The whole listing should be retyped word for word, apart from the pictures it holds.

**Data for processing**
####################

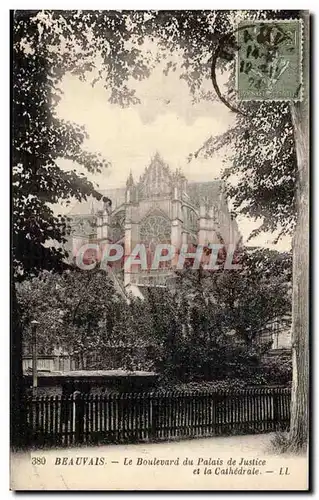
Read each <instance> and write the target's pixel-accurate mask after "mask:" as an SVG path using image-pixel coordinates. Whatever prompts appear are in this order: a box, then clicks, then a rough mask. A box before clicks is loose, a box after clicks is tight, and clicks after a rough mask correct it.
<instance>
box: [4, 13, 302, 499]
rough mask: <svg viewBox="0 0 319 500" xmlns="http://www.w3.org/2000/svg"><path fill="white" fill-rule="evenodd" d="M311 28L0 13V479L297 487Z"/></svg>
mask: <svg viewBox="0 0 319 500" xmlns="http://www.w3.org/2000/svg"><path fill="white" fill-rule="evenodd" d="M309 40H310V23H309V14H308V12H305V11H281V10H276V11H272V10H255V11H249V10H233V11H226V10H223V11H222V10H215V11H214V10H211V11H207V10H205V11H204V10H203V11H201V10H188V11H187V10H170V11H164V10H163V11H155V10H150V11H141V10H123V11H120V10H118V11H108V10H104V11H103V10H102V11H95V10H85V11H83V10H32V11H31V10H30V11H28V10H20V11H19V10H18V11H12V12H11V48H12V77H11V82H12V175H11V180H12V226H11V227H12V239H11V240H12V248H11V251H12V266H11V269H12V281H11V305H12V307H11V310H12V321H11V323H12V331H11V480H10V488H11V489H12V490H130V491H133V490H166V491H167V490H197V491H199V490H231V491H241V490H254V491H261V490H264V491H266V490H280V491H288V490H293V491H298V490H299V491H306V490H308V489H309V487H310V485H309V466H308V456H309V412H308V409H309V341H308V337H309V336H308V329H309V317H308V316H309V314H308V307H309V306H308V300H309V297H308V294H309V279H308V271H309V248H308V245H309V94H310V92H309V54H310V49H309Z"/></svg>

####################

**Solution to this task**
Read each <instance> and write the target's pixel-accurate mask after "mask:" as an SVG path using image-pixel coordinates. Whatever prompts appear are in this order: a box, then clicks, then a rough mask. A box before clicks is loose, a box after clicks is tight, and clicks after a rough mask correct it.
<instance>
box: [4, 13, 302, 499]
rough mask: <svg viewBox="0 0 319 500" xmlns="http://www.w3.org/2000/svg"><path fill="white" fill-rule="evenodd" d="M311 28L0 13V479L297 487Z"/></svg>
mask: <svg viewBox="0 0 319 500" xmlns="http://www.w3.org/2000/svg"><path fill="white" fill-rule="evenodd" d="M309 40H310V23H309V14H308V12H305V11H281V10H276V11H272V10H255V11H249V10H233V11H226V10H223V11H222V10H215V11H214V10H211V11H207V10H205V11H204V10H203V11H201V10H188V11H187V10H170V11H164V10H163V11H155V10H150V11H141V10H123V11H120V10H118V11H108V10H104V11H103V10H102V11H95V10H85V11H83V10H32V11H31V10H30V11H28V10H20V11H19V10H18V11H12V12H11V48H12V77H11V82H12V175H11V180H12V226H11V227H12V239H11V240H12V248H11V251H12V266H11V269H12V281H11V305H12V307H11V310H12V321H11V323H12V331H11V480H10V488H11V489H12V490H130V491H133V490H166V491H167V490H197V491H199V490H231V491H241V490H254V491H261V490H264V491H266V490H280V491H288V490H293V491H298V490H299V491H306V490H308V489H309V487H310V485H309V466H308V456H309V412H308V409H309V341H308V337H309V336H308V329H309V317H308V316H309V314H308V307H309V306H308V300H309V297H308V294H309V279H308V271H309V248H308V245H309V94H310V92H309V54H310V49H309Z"/></svg>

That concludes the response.